**Written request**
From the records below, pull out every line that contains the word "array" and copy each one unchanged.

**Data provided**

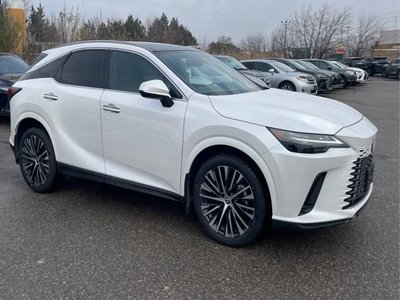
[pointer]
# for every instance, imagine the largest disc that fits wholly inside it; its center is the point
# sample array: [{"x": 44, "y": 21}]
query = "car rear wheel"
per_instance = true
[
  {"x": 229, "y": 200},
  {"x": 37, "y": 160},
  {"x": 287, "y": 86}
]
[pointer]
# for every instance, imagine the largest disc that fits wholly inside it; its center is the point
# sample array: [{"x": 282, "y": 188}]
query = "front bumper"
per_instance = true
[{"x": 295, "y": 173}]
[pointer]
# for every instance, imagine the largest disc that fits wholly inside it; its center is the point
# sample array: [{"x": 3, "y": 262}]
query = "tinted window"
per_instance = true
[
  {"x": 128, "y": 71},
  {"x": 322, "y": 64},
  {"x": 47, "y": 71},
  {"x": 249, "y": 64},
  {"x": 12, "y": 65},
  {"x": 261, "y": 66},
  {"x": 84, "y": 68}
]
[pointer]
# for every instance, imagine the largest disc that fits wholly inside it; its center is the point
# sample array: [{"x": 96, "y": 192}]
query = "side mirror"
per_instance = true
[{"x": 156, "y": 89}]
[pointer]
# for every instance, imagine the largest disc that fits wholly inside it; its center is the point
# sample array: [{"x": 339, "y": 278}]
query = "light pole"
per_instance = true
[
  {"x": 285, "y": 23},
  {"x": 347, "y": 43}
]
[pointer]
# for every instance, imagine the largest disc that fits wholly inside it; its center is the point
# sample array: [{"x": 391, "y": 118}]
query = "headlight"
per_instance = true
[
  {"x": 307, "y": 142},
  {"x": 303, "y": 78}
]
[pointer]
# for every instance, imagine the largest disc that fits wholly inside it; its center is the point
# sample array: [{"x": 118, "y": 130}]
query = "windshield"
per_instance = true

**Finished exercise**
# sample array: [{"x": 44, "y": 21}]
# sample array: [{"x": 282, "y": 188}]
# sample array: [{"x": 3, "y": 262}]
# sample array: [{"x": 96, "y": 192}]
# sample array: [{"x": 339, "y": 278}]
# sample array: [{"x": 391, "y": 118}]
# sample array: [{"x": 118, "y": 130}]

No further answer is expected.